====== Dataset records ======

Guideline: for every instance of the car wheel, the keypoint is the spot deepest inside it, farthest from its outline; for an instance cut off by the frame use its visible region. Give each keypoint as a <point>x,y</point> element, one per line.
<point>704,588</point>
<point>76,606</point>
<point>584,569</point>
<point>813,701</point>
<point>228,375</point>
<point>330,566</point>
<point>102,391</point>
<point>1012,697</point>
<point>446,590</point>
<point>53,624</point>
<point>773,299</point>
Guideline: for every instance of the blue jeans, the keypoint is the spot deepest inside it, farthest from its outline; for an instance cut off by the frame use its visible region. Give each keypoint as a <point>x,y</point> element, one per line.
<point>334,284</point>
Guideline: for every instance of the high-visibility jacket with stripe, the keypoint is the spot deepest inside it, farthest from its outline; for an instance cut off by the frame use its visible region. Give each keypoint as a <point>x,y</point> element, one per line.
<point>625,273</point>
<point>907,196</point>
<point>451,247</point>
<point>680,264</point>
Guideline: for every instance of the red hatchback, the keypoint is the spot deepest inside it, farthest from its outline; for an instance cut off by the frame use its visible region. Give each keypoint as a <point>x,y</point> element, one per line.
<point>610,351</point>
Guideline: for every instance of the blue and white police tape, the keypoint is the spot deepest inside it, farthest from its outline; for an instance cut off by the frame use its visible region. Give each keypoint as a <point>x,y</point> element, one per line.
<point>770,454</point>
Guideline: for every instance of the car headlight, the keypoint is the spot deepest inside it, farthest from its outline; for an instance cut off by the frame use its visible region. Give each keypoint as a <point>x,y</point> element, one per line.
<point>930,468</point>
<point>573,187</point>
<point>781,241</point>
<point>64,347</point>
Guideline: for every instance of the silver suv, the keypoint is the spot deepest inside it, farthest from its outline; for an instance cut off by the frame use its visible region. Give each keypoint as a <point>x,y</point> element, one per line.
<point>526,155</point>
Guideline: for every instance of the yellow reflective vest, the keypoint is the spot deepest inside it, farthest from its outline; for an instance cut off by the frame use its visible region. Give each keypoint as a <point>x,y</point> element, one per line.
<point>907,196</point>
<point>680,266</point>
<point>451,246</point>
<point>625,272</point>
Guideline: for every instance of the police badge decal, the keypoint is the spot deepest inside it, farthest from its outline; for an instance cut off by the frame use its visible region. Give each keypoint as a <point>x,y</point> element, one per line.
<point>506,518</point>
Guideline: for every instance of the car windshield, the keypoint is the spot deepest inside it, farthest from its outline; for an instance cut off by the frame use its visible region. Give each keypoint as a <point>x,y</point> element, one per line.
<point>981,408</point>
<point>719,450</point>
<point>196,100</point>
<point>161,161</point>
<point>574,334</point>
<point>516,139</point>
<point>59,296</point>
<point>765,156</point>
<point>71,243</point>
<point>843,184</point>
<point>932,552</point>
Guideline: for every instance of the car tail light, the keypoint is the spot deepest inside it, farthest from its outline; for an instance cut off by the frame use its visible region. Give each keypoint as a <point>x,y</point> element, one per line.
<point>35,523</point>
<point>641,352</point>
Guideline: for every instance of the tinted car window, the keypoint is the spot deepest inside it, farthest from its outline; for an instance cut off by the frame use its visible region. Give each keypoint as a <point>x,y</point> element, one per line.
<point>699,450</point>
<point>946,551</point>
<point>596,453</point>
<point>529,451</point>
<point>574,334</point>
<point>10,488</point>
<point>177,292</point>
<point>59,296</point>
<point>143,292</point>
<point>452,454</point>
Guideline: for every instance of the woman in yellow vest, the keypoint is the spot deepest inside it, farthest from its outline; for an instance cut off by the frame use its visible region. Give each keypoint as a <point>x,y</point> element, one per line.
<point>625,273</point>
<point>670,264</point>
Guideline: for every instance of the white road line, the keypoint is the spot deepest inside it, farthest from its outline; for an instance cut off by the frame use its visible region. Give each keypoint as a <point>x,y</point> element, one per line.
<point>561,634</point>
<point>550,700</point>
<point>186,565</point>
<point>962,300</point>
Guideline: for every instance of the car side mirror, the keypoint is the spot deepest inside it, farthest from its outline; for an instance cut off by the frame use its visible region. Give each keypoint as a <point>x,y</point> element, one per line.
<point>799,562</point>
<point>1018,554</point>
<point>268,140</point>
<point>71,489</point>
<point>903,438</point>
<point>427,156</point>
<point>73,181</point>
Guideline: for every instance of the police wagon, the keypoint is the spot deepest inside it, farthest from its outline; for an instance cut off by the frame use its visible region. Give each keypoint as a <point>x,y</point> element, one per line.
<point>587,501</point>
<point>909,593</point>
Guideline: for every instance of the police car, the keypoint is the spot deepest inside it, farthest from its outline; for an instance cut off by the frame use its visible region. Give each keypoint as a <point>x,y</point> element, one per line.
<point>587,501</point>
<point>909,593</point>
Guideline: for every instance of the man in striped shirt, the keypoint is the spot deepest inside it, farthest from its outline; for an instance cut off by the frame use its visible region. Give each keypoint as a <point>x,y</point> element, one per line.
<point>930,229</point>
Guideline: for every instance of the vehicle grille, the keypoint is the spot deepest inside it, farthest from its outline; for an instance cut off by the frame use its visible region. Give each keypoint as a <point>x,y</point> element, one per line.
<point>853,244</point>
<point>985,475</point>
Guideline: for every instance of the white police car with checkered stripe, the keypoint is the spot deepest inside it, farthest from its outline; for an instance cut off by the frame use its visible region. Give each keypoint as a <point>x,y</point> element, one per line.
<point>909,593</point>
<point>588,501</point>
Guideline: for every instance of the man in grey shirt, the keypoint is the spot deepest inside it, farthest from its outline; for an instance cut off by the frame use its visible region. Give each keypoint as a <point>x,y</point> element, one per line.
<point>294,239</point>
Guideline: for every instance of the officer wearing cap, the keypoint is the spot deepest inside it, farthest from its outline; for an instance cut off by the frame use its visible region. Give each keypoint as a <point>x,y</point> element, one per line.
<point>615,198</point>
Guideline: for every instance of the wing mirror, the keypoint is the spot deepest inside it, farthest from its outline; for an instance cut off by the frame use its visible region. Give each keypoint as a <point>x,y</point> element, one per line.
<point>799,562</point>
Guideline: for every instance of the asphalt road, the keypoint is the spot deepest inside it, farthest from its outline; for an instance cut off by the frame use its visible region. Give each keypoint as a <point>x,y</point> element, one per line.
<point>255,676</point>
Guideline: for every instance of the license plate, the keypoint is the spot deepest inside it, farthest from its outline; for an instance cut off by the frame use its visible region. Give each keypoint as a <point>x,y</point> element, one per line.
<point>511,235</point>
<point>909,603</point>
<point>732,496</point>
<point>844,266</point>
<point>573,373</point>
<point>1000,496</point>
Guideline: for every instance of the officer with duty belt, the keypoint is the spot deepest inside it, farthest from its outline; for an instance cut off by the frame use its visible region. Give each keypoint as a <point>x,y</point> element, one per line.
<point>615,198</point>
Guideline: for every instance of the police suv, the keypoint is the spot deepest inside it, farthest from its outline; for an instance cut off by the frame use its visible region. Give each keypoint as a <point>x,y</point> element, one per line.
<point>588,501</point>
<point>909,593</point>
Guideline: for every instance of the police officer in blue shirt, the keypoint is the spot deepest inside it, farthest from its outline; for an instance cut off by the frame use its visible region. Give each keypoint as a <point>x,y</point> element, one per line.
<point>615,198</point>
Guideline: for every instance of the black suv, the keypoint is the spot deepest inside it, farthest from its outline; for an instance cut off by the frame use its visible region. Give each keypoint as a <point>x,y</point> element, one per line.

======

### What to produce
Reproduce the entries exactly, dropping nothing.

### Solution to this task
Guideline: for every instance of the car wheel, the keypoint is the spot deepest inside it, farthest from its outline; for an instance cut off by the frame use its visible region. Give each keypoint as a <point>x,y</point> element, one per line.
<point>704,588</point>
<point>76,606</point>
<point>584,569</point>
<point>813,701</point>
<point>228,375</point>
<point>330,566</point>
<point>102,391</point>
<point>1012,697</point>
<point>446,590</point>
<point>53,624</point>
<point>773,299</point>
Guideline: for every instance of the blue jeans, the keypoint is the spot deepest inside it, farthest from its outline; for an instance cut off by the frame use its visible region. Give each keypoint as a <point>x,y</point> element, one per line.
<point>334,284</point>
Guideline: for every instance of the high-visibility jacket with stripe, the keypoint is the spot deepest inside it, farthest from its outline; for an instance cut off by the frame use its visible region. Give each keypoint as a <point>x,y</point> element, one per line.
<point>625,273</point>
<point>907,196</point>
<point>451,247</point>
<point>680,264</point>
Guideline: for every instance of the red hatchback, the keypoint is the spot deepest inside it, farthest from its outline; for an instance cut off by the frame use its visible region. Give each keypoint as a <point>x,y</point> element, one per line.
<point>610,351</point>
Guideline: for every instance of the blue and white police tape, the keypoint is the spot deepest inside it, farthest from its outline; for an instance cut off by the frame use its visible region. Give each keypoint as a <point>x,y</point> element, one per line.
<point>770,454</point>
Guideline: for every instance of the car headlight, the keypoint is the spot deepest inside it, farthest from its outline; for an instance cut off by the frame use its visible region. Give each keypoint as a <point>x,y</point> element, one per line.
<point>930,468</point>
<point>573,187</point>
<point>781,241</point>
<point>64,347</point>
Guideline: for every instance of the silver suv, the keypoint is the spot deepest inside it, farthest from its outline; for an instance cut off by the frame use its visible region. Give each keypoint as a <point>x,y</point> element, one per line.
<point>526,155</point>
Guideline: for every instance of the yellow reflective vest, the keypoint is the spot deepest inside it, farthest from its outline; for an instance cut off by the frame use its visible region. Give each keypoint as a <point>x,y</point> element, one per line.
<point>907,196</point>
<point>680,266</point>
<point>451,246</point>
<point>625,272</point>
Guideline: for every instance of the police badge decal, the keypoint is the spot deepest inside it, farthest from its outline; for an instance cut off by the frame use its visible region. Give each keypoint as a <point>x,y</point> element, one per line.
<point>506,518</point>
Guideline: for every instance of the car windshield, the keypoint is the spot deepest inside it, farthest from its outline; for an instance cut off by the frame use its visible region. Give each keypoint as a <point>x,y</point> element, one per line.
<point>981,408</point>
<point>719,450</point>
<point>196,100</point>
<point>161,161</point>
<point>574,334</point>
<point>516,139</point>
<point>59,296</point>
<point>765,156</point>
<point>71,243</point>
<point>843,184</point>
<point>932,552</point>
Guideline: for every instance of the car tail light, the keypoint is the spot deepest inside it, farthest from its outline; for an instance cut off by the frame use its visible region. Give each keypoint as a <point>x,y</point> element, one per line.
<point>35,523</point>
<point>641,352</point>
Guideline: for every instance of the tinted car window, the keypoint is the spot deepest inside it, farthest from its outline; for an instance cut off by the frame use its visible region. Give each keypoint as a <point>x,y</point> element, one per line.
<point>699,450</point>
<point>946,551</point>
<point>596,453</point>
<point>529,451</point>
<point>574,334</point>
<point>10,488</point>
<point>177,292</point>
<point>59,296</point>
<point>143,292</point>
<point>452,454</point>
Guideline: for every instance of the woman in yellow vest, the keypoint is the spot deepest inside it, farthest from its outline; for an instance cut off by the frame use its visible region. Give each keypoint as a <point>x,y</point> element, one per line.
<point>625,273</point>
<point>670,264</point>
Guideline: for every instance of the white road line, the keypoint is the spot deepest inside it, farthest from its outline; for an instance cut off by the frame use its visible region. Give each keypoint as a <point>x,y</point> element, one per line.
<point>561,634</point>
<point>550,700</point>
<point>186,565</point>
<point>962,300</point>
Guideline: for every instance of the car side mirror, the keypoint is the spot deepest inside it, farthest from its outline; for an instance cut off by the frame use its visible region. Give each keypoint as a <point>x,y</point> element, one per line.
<point>799,562</point>
<point>1018,554</point>
<point>268,140</point>
<point>71,489</point>
<point>903,438</point>
<point>427,156</point>
<point>73,181</point>
Guideline: for every instance of the police wagon, the keypoint is the spot deepest inside it, farthest from its outline; for an instance cut off by the frame use its visible region. Give each keypoint as a <point>x,y</point> element, one per line.
<point>587,501</point>
<point>909,593</point>
Guideline: for every instance of the police car, the keypoint is the spot deepest inside it, farthest from its outline; for an instance cut off by the frame use its visible region. Give each keypoint as a <point>x,y</point> element, one per line.
<point>587,501</point>
<point>909,593</point>
Guideline: for every instance of the man in striped shirt, the keypoint is the spot deepest inside it, farthest from its outline; for an instance cut off by the frame use its visible region. Give each keypoint as a <point>x,y</point> element, one per line.
<point>930,229</point>
Guideline: for every instance of the vehicle grille, the keypoint is the spot deepest inside it, farthest from its outline; for an instance cut off by the frame use its visible region. Give each keypoint as a <point>x,y</point> element, one per line.
<point>853,244</point>
<point>985,475</point>
Guideline: for every instance of the white police car with checkered stripe, the keypoint is the spot deepest inside it, farthest from its outline; for an instance cut off by the frame use its visible region. Give each keypoint as a <point>x,y</point> element, one per line.
<point>909,593</point>
<point>588,501</point>
Guideline: for every instance of the man in grey shirt, the keypoint is the spot deepest inside it, farthest from its outline; for an instance cut off by the frame use its visible region. Give each keypoint as a <point>x,y</point> element, one per line.
<point>294,239</point>
Guideline: for every instance of the officer wearing cap, the keypoint is the spot deepest inside it, farthest from its outline; for an instance cut off by the frame use its visible region. Give each keypoint as a <point>x,y</point> element, one per line.
<point>615,198</point>
Guideline: for every instance of the wing mirror, the keypoint is the spot deepest inside it, farthest from its outline; for an instance cut off by the frame use its visible region. Give each keypoint as a <point>x,y</point> element, one per line.
<point>799,562</point>
Guideline: for every instance of the asphalt road, the keypoint is the spot deepest inside it, farthest from its outline; for an instance cut off by the frame use its visible region. Give each keypoint as a <point>x,y</point> element, one per line.
<point>255,676</point>
Guideline: for every instance of the license plate, the keypoint is the spot deepest inside it, farthest from its outline; for an instance cut off by the frame use its visible region. Give each keypoint as a <point>x,y</point> element, one per line.
<point>511,235</point>
<point>909,603</point>
<point>732,496</point>
<point>844,266</point>
<point>573,373</point>
<point>1000,496</point>
Guideline: for every instance of the officer with duty belt, the keypoint is the spot deepest inside it, farthest from its outline; for an instance cut off by the frame use its visible region. Give each keypoint as a <point>x,y</point> element, one per line.
<point>615,198</point>
Guideline: for every instance of the police suv, the keypoint is the spot deepest inside it, farthest from its outline; for an instance cut off by the frame use its visible region. Give each keypoint as a <point>x,y</point> element, one per line.
<point>588,501</point>
<point>909,593</point>
Guideline: for every instance of the police officer in blue shirt, the keypoint is the spot deepest inside it, farthest from its outline; for an instance cut off by the frame use its visible region. Give each keypoint as a <point>x,y</point> element, one per line.
<point>615,198</point>
Guideline: for every instance of the black suv, the keypoint is the spot deepest inside it, farthest from its outline; for an instance cut off by the frame use its visible region. Give each keypoint as a <point>x,y</point> element, one per line.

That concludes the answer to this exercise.